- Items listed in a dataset

::::::::::

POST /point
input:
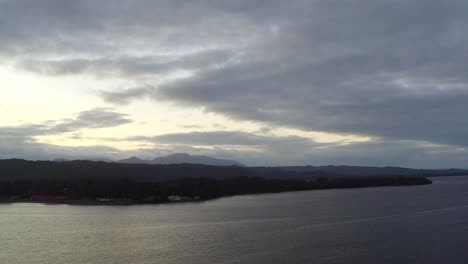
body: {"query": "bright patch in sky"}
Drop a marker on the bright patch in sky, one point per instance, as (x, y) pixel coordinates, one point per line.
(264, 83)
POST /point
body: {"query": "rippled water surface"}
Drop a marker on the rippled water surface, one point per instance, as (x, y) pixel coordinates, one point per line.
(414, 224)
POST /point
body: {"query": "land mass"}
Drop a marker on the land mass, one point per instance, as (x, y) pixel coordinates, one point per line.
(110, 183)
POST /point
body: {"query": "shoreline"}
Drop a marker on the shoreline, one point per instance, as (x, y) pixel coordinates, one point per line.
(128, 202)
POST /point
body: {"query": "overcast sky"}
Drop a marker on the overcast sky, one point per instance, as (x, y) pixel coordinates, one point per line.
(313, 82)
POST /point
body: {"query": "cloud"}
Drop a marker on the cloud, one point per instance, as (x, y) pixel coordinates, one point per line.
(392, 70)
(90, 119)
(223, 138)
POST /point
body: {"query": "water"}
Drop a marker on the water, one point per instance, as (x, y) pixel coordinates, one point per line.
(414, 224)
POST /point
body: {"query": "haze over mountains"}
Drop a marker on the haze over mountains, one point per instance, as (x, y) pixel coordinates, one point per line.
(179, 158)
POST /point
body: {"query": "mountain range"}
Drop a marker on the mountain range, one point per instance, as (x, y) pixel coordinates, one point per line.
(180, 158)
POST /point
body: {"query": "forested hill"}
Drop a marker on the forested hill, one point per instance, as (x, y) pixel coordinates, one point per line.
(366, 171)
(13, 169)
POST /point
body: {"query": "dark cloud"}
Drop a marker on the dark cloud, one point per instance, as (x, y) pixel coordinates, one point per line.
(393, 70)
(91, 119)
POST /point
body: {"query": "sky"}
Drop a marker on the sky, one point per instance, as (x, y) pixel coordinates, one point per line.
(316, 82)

::::::::::

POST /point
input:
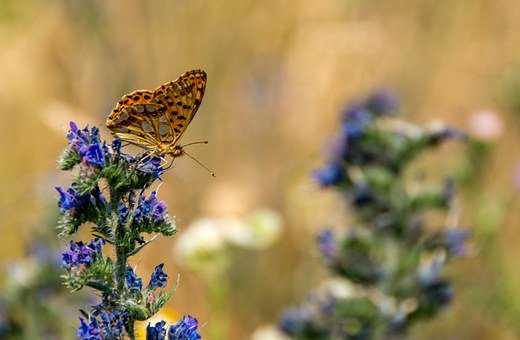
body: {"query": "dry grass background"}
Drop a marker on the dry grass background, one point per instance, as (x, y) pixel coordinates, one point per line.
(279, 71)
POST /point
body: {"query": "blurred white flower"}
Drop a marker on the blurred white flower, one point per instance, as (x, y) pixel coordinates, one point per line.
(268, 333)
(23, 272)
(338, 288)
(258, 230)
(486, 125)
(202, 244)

::::::::::

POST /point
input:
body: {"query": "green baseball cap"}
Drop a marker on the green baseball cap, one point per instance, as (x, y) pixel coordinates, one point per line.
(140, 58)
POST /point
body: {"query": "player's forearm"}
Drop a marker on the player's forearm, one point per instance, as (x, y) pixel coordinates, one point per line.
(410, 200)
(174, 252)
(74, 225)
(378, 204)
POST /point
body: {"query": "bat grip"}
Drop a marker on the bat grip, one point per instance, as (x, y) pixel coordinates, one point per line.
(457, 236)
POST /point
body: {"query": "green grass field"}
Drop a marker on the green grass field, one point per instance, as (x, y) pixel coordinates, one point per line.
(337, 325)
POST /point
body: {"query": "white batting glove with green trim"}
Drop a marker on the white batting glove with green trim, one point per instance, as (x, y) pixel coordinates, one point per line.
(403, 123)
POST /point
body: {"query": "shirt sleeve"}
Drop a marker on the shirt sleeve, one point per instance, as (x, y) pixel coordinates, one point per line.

::::::::::

- Task to carry out
Determine how many lines of the data above contain the string "shirt", and answer with the number only.

- Worked solution
2